+++ Material provided
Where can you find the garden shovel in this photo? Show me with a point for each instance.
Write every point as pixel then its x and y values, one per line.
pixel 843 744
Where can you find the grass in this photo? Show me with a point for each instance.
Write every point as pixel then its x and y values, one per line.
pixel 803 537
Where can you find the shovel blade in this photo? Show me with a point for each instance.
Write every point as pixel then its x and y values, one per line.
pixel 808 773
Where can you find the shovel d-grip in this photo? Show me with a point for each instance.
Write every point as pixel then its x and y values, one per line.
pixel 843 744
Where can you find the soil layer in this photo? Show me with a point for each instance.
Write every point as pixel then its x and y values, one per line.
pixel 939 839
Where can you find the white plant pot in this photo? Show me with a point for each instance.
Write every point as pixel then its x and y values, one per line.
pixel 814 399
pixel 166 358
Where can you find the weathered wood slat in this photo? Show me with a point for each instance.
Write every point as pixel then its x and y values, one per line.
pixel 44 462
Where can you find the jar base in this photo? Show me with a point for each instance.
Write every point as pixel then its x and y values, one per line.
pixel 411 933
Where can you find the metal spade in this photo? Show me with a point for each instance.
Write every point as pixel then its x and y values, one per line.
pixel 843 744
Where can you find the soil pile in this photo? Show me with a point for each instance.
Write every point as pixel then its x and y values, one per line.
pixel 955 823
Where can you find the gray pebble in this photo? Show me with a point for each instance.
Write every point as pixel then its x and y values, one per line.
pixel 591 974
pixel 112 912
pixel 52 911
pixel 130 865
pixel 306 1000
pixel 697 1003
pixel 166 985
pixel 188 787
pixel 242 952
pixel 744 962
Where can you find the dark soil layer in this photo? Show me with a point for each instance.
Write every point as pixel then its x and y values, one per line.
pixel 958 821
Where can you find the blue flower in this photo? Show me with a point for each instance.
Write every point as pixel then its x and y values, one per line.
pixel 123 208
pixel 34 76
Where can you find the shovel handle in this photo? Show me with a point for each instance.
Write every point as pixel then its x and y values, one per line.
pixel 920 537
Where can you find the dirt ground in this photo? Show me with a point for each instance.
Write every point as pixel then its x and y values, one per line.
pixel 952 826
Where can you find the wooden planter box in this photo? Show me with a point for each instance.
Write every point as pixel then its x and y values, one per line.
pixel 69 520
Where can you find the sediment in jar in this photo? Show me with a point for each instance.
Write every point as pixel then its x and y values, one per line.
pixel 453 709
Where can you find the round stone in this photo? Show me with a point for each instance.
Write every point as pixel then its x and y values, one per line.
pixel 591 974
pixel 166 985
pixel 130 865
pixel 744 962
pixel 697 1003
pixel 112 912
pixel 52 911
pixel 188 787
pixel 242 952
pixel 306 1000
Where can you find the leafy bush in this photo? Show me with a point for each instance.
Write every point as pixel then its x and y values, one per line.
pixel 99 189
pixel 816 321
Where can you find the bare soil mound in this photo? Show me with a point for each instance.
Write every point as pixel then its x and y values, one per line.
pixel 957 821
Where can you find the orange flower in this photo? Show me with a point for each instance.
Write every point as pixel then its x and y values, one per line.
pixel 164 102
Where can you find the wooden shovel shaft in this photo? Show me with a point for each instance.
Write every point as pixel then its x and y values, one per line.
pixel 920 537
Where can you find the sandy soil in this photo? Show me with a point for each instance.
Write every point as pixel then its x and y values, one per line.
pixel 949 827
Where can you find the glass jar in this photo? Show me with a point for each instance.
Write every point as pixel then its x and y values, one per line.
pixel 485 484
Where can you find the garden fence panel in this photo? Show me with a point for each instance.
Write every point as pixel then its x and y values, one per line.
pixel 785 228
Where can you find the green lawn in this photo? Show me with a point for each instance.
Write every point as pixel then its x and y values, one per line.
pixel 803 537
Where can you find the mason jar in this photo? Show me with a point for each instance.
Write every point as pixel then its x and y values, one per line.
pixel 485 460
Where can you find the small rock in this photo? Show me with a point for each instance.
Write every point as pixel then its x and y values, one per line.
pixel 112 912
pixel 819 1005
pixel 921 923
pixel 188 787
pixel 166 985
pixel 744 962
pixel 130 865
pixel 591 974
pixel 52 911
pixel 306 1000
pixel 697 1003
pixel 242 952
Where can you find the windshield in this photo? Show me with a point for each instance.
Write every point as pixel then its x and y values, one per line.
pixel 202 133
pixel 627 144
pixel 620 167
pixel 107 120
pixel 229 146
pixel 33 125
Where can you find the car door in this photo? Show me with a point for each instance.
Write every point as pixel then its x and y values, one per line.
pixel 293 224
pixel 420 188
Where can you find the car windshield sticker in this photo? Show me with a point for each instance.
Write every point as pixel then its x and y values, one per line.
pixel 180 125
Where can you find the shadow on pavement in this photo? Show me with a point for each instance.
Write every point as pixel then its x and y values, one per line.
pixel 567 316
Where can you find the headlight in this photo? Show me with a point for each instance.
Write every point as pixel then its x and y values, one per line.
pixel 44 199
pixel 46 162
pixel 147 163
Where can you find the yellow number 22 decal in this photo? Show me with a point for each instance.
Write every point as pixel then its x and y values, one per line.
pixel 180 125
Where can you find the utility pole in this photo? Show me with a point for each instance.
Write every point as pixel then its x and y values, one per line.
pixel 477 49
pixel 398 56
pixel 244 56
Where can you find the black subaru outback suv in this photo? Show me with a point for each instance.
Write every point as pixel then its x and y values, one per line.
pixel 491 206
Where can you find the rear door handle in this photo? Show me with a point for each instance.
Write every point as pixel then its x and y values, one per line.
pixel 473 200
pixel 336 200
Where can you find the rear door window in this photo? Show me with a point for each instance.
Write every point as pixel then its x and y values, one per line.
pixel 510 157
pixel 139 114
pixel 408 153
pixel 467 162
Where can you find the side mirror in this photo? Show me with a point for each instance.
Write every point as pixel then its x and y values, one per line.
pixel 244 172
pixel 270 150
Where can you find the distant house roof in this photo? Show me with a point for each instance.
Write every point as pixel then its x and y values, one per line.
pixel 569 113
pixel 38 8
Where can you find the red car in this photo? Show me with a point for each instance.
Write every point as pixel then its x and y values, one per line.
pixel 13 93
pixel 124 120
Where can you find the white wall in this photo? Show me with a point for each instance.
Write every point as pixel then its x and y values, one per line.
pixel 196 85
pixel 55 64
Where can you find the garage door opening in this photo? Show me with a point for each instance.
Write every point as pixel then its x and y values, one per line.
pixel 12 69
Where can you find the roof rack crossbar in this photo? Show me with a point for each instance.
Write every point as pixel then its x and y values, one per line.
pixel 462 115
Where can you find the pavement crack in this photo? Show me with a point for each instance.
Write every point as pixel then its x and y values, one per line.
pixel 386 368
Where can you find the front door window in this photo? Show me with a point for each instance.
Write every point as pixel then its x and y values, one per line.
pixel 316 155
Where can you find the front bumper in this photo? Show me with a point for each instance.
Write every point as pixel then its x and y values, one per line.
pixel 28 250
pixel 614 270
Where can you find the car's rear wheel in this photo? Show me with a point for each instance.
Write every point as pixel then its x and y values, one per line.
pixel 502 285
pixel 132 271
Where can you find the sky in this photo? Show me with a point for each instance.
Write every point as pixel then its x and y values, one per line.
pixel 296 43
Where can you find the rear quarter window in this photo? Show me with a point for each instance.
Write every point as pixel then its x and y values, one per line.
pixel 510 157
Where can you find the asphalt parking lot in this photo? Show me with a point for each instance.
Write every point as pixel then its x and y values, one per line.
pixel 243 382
++++++
> Set exercise:
Duplicate the entries from the line with "Where can you find the white wall" to the line with "pixel 462 115", both lines included, keeping every character unchanged.

> Exercise response:
Where can you find the white wall in this photo? Show me with a point for each instance.
Write every point as pixel then its x and y values, one per line.
pixel 196 85
pixel 55 64
Where can you find the garage door opening in this photo? Show me with a point for each instance.
Write every point as pixel then its x and y values, one per line.
pixel 12 69
Where can you find the roof rack crossbar in this photo? Show me with a point for each instance.
Write every point as pixel then its x and y values, one per line.
pixel 462 115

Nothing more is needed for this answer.